Source document:
········
Structure of influenza hemagglutinin in complex with an inhibitor of membrane fusion

Abstract

The influenza surface glycoprotein hemagglutinin (HA) is a potential target for antiviral drugs because of its key roles in the initial stages of infection: receptor binding and the fusion of virus and cell membranes. The structure of HA in complex with a known inhibitor of membrane fusion and virus infectivity, tert-butyl hydroquinone (TBHQ), shows that the inhibitor binds in a hydrophobic pocket formed at an interface between HA monomers. Occupation of this site by TBHQ stabilizes the neutral pH structure through intersubunit and intrasubunit interactions that presumably inhibit the conformational rearrangements required for membrane fusion. The nature of the binding site suggests routes for the chemical modification of TBHQ that could lead to the development of more potent inhibitors of membrane fusion and potential anti-influenza drugs.

Fig. 1.
········
About this exercise:
Pull out everything in the hemagglutinin abstract from "The influenza surface" down to "potential anti-influenza drugs.", word for word.
········
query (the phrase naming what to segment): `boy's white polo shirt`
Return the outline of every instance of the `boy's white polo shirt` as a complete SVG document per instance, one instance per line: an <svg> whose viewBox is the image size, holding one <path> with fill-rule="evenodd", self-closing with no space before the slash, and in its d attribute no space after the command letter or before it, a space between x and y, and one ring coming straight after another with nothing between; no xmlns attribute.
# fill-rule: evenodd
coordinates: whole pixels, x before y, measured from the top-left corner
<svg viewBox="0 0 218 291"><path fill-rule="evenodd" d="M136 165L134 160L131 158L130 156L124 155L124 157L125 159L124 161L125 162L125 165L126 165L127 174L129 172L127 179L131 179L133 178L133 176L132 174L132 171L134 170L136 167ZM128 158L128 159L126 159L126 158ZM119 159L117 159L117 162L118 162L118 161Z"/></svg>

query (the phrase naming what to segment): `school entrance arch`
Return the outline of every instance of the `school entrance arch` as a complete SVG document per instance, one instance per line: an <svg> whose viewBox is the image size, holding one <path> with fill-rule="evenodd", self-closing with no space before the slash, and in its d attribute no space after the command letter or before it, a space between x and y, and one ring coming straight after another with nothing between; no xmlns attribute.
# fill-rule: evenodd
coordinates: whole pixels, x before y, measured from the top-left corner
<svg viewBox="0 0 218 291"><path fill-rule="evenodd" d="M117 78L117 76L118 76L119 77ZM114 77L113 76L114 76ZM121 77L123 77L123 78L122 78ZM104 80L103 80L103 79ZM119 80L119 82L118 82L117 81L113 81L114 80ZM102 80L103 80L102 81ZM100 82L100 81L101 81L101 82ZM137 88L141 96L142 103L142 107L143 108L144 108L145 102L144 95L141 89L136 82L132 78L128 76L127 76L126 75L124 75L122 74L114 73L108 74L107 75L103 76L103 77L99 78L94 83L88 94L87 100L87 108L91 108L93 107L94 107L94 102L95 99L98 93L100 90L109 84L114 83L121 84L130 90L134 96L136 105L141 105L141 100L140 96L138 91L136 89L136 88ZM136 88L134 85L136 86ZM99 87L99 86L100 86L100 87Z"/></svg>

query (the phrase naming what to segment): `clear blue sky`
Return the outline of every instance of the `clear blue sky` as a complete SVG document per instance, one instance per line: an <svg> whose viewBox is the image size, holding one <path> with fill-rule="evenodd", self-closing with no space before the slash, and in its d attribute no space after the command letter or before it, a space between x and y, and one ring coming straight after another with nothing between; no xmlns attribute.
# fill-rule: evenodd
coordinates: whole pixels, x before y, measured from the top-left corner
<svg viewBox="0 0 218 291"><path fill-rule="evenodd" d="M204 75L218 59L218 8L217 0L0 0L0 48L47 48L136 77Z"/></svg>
········
Written response:
The influenza surface glycoprotein hemagglutinin (HA) is a potential target for antiviral drugs because of its key roles in the initial stages of infection: receptor binding and the fusion of virus and cell membranes. The structure of HA in complex with a known inhibitor of membrane fusion and virus infectivity, tert-butyl hydroquinone (TBHQ), shows that the inhibitor binds in a hydrophobic pocket formed at an interface between HA monomers. Occupation of this site by TBHQ stabilizes the neutral pH structure through intersubunit and intrasubunit interactions that presumably inhibit the conformational rearrangements required for membrane fusion. The nature of the binding site suggests routes for the chemical modification of TBHQ that could lead to the development of more potent inhibitors of membrane fusion and potential anti-influenza drugs.